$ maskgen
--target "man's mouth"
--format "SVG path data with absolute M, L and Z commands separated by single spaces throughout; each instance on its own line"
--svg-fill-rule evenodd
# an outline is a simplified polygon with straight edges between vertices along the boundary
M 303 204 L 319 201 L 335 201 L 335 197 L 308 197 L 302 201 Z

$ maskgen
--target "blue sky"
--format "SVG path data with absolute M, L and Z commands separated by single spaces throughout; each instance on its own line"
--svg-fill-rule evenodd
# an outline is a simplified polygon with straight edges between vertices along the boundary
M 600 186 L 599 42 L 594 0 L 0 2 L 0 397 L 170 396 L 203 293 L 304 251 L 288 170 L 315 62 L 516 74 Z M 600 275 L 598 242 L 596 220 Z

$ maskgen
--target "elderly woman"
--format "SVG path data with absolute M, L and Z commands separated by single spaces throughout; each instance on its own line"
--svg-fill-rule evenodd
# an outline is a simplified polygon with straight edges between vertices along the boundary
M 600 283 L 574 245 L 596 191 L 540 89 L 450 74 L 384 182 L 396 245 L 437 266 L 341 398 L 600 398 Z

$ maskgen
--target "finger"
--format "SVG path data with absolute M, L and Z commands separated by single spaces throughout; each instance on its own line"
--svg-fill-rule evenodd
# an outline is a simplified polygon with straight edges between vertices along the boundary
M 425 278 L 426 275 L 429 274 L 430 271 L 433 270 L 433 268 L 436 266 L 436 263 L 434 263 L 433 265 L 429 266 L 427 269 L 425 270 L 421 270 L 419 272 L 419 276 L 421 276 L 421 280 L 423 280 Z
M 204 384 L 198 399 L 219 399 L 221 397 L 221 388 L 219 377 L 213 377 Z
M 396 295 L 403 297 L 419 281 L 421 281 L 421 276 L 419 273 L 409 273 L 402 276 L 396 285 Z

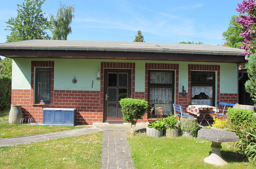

******

§ YOUR TASK
Put each line of the items above into a JSON array of strings, one string per line, skipping blank lines and leaving the picture out.

§ SOLUTION TO THE EXERCISE
[
  "$ maskgen",
  "--target \"man's mouth\"",
  "--format \"SVG path data with absolute M, L and Z commands separated by single spaces throughout; each instance on its own line\"",
  "--svg-fill-rule evenodd",
  "# an outline is a simplified polygon with straight edges between vertices along the boundary",
  "M 303 204 L 319 201 L 335 201 L 335 197 L 308 197 L 302 201 Z",
  "$ maskgen",
  "--target \"blue sky\"",
  "--format \"SVG path data with absolute M, L and Z commands separated by single spaces throughout; each instance on its own line\"",
  "--svg-fill-rule evenodd",
  "# an outline is a simplified polygon with straight edges between vertices along the boundary",
  "M 600 186 L 599 42 L 594 0 L 0 2 L 0 397 L 170 396 L 203 293 L 304 251 L 288 170 L 315 62 L 516 74 Z M 600 275 L 598 242 L 596 220 Z",
  "$ maskgen",
  "--target \"elderly woman\"",
  "--format \"SVG path data with absolute M, L and Z commands separated by single spaces throughout; each instance on its own line\"",
  "--svg-fill-rule evenodd",
  "# an outline is a simplified polygon with straight edges between vertices along the boundary",
  "M 600 283 L 574 245 L 596 191 L 540 89 L 450 74 L 384 182 L 396 245 L 437 266 L 341 398 L 600 398 Z",
  "$ maskgen",
  "--target \"finger\"",
  "--format \"SVG path data with absolute M, L and Z commands separated by single spaces throughout; each instance on its own line\"",
  "--svg-fill-rule evenodd",
  "# an outline is a simplified polygon with straight edges between vertices along the boundary",
  "M 425 278 L 426 275 L 429 274 L 430 271 L 433 270 L 433 268 L 436 266 L 436 263 L 434 263 L 433 265 L 429 266 L 427 269 L 425 270 L 421 270 L 419 272 L 419 276 L 421 276 L 421 280 L 423 280 Z",
  "M 204 384 L 198 399 L 219 399 L 221 397 L 221 388 L 219 377 L 213 377 Z",
  "M 396 295 L 403 297 L 419 281 L 421 281 L 421 276 L 419 273 L 409 273 L 402 276 L 396 285 Z"
]